■ Materials provided:
::::::::

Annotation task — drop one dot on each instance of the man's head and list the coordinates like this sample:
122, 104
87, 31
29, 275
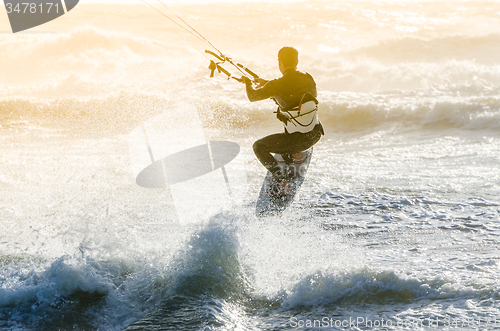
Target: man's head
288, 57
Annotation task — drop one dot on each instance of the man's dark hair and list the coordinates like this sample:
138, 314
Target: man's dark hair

::::::::

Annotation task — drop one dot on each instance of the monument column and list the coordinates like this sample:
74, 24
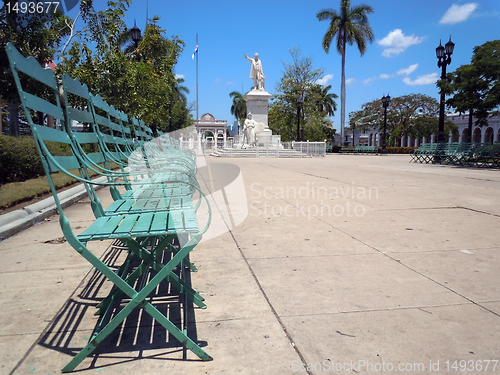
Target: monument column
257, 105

::::::::

■ What the task asks: Copy the material from the line with "the man's head" to the line with "Target: man's dark hair", changing "dot" to "marker" and keeping everything else the same. Leave the pictures out.

■ Exercise answer:
Annotation task — drop one marker on each instance of the man's head and list the coordinates like this sample:
122, 104
87, 31
29, 275
Target: man's head
288, 57
Annotation task — drop one marker on each instance of the man's dark hair and list the coordinates like this sample:
138, 314
Target: man's dark hair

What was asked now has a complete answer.